Complete the following:
1. From the espionage text, list every employer for which Larry Wu-Tai Chin worked as a translator.
2. Please carry the espionage text forward from its final sentence.

Source text:
The high drama of the covert relationship between Smyth, Hollywood producer Arnon Milchan, and the entire episode that became known as the Krytron Affair, was documented in the 2011 book Confidential, The Life of Secret Agent Turned Hollywood Tycoon Arnon Milchan.

===Sharon Scranage===
Sharon Scranage was a young American CIA secretary serving in Accra, the capital of Ghana. The Ghanaian government used Michael Agbotui Soussoudis, a young male intelligence officer to target her, romance her, and solicit U.S. intelligence from her.

Scranage disclosed to Soussoudis the identities of CIA informants in Ghana as well as plans for a coup against the Ghanaian government by dissidents. Soussoudis then passed the information to Ghanaian intelligence chief and Marxist Kojo Tsikata, who then passed it to Cuba, Libya, and East Germany. Eight Ghanaian citizens who had been spying for the CIA were arrested and one was allegedly killed.

According to a study by the Adjudicative Desk Reference, the U.S. government's guidelines for a person's eligibility for access to classified information, it is not uncommon for foreign intelligence agents, especially in Communist nations, to use the promise of sex and romance against operatives to gain trust and obtain information.

On September 27, 1985 Scranage began her sentence of five years in prison for espionage and violating the Intelligence Identities Protection Act, legislation that made it illegal to disclose the identities of or personal information about intelligence officers. She earned parole after serving 18 months. Soussoudis received a sentence of 20 years but permanently left the U.S. in exchange for a suspended sentence.

===Larry Wu-Tai Chin===
Larry Wu-Tai Chin was born in Beijing. He began his U.S. government career as translator for the U.S. Army during World War II. He performed the same job for the U.S. consulate in Shanghai, the State Department, and the CIA's Foreign Broadcast Information Service.

He spied for China for 30 years. He told the Chinese government Richard Nixon's secret diplomatic goals before Nixon's visit to China, and China was able to strategically prepare for negotiations. Chinese intelligence agents then passed Chin's secrets on to the Vietnamese.

China paid Chin between $500,000 and $1 million, with which he accumulated 29 rental properties and Las Vegas gambling debts totaling more than $96,000. Chin channeled his compulsive gambling habit and used it as a way to hide his espionage profits.

After federal district judge Robert Mehrige found him guilty of spying for China on February 7, 1986, Chin suffocated himself with a plastic bag in his Virginia prison cell.

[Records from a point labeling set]
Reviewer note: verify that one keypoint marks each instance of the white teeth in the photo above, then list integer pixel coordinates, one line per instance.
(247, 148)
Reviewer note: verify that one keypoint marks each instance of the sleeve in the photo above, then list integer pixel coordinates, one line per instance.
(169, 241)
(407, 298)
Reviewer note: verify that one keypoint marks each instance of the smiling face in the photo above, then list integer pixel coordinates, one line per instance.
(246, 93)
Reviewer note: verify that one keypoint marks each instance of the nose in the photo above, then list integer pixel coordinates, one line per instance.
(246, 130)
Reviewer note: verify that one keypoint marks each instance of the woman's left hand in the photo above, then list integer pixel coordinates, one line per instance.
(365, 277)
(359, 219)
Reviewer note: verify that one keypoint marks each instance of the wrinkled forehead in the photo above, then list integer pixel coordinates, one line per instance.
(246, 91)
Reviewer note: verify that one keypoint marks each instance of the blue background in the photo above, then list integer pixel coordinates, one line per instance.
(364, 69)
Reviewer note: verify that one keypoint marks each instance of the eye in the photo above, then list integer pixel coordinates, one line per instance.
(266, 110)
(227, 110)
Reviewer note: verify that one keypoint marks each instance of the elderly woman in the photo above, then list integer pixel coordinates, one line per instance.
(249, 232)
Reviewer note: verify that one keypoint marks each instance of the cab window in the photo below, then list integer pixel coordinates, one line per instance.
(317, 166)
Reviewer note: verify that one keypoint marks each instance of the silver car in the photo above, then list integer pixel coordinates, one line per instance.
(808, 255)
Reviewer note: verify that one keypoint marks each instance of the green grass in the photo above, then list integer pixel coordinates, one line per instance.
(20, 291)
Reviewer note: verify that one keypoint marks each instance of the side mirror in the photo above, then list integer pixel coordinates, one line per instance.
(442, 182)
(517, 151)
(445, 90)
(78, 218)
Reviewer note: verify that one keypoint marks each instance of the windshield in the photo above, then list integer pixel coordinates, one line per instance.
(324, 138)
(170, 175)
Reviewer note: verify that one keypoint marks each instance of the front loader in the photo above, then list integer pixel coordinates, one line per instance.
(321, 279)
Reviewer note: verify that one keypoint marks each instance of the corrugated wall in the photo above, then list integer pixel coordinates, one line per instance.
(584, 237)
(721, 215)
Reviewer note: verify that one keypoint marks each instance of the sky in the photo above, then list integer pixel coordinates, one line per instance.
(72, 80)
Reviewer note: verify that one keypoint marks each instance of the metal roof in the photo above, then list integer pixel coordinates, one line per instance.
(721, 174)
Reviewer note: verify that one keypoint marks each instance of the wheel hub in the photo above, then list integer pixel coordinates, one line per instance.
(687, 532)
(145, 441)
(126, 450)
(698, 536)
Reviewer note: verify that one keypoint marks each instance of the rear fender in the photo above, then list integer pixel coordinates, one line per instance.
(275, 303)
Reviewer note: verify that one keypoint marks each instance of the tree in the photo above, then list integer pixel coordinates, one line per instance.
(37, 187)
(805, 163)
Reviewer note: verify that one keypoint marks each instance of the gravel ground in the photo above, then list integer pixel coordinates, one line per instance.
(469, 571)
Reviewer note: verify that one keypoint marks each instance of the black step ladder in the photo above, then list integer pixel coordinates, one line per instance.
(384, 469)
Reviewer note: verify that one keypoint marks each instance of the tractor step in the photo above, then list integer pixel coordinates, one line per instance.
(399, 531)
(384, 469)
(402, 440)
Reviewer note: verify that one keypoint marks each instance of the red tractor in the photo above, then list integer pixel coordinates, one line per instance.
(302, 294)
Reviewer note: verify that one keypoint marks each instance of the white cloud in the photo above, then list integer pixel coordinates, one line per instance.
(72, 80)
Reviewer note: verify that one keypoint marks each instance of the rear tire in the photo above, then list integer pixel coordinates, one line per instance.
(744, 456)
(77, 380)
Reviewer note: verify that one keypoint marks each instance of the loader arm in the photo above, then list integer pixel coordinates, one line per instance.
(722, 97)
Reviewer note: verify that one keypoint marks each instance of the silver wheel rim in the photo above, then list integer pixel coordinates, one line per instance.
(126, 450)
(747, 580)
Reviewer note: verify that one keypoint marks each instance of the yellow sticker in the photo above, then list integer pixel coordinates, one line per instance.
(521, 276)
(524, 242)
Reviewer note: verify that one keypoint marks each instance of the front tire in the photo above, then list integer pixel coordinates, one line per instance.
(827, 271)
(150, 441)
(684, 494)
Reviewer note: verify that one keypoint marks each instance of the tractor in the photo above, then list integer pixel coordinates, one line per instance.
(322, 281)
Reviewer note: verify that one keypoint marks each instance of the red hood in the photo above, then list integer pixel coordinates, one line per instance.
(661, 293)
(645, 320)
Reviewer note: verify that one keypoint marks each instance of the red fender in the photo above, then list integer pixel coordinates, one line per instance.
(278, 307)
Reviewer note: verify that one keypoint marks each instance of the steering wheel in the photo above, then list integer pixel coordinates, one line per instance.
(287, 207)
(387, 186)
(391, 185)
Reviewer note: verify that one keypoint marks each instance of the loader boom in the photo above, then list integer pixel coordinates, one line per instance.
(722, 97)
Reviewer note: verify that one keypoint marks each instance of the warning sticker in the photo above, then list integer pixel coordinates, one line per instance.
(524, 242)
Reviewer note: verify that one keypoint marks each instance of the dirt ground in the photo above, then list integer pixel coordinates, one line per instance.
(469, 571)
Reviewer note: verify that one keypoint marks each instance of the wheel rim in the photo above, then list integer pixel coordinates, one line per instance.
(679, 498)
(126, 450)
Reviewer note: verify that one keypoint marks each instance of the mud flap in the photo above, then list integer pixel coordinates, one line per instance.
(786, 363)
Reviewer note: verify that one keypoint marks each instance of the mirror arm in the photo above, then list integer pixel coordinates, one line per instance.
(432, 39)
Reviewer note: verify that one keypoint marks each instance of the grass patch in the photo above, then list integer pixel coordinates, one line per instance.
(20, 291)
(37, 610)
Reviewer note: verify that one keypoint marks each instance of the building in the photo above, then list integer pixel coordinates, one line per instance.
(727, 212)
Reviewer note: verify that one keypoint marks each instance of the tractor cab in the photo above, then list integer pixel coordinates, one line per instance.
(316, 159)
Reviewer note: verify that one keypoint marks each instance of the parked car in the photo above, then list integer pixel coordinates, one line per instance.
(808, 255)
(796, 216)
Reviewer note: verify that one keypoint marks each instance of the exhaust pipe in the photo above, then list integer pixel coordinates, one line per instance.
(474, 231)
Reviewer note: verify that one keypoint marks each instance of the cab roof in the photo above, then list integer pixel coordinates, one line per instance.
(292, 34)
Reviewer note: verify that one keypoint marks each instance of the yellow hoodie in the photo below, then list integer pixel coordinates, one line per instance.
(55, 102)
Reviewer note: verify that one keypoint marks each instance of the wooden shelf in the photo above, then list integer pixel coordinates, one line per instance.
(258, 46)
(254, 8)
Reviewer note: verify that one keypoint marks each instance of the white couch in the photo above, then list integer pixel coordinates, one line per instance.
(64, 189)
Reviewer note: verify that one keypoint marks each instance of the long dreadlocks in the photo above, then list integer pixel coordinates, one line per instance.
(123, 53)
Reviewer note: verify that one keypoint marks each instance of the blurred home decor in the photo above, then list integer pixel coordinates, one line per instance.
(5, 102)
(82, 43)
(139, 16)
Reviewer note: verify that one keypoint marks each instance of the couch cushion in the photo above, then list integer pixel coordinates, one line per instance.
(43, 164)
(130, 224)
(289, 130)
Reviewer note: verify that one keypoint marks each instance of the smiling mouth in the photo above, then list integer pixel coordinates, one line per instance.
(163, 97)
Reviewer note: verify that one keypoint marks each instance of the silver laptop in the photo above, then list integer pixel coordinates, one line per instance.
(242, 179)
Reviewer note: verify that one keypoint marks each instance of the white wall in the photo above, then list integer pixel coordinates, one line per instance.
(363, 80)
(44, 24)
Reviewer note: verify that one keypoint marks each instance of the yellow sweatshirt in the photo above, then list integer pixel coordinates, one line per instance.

Written responses:
1.
- U.S. Army
- U.S. consulate in Shanghai
- State Department
- CIA's Foreign Broadcast Information Service

2.
===Jonathan Pollard===
Jonathan Pollard grew up in South Bend, Indiana. His family lost 70 relatives during the Holocaust, and he dreamed of avenging these wrongs. He attended Stanford University where he falsely boasted that Israeli intelligence paid his tuition and his father worked for the CIA.

After leaving graduate school at Tufts University, he became a civilian U.S. Naval intelligence officer in 1979. He earned a promotion in 1984 and immediately passed satellite imagery and CIA reports to Israeli agents, unsolicited. Apart from cash, he received jewelry and a honeymoon on the Orient Express for his wife Anne Henderson.

Pollard reportedly admitted to selling materials that could fill a 10-foot by 6-foot by 6-foot space to Israeli intelligence, from where, it is claimed some intelligence specialists believe that the Soviet moles then passed those secrets along to Moscow.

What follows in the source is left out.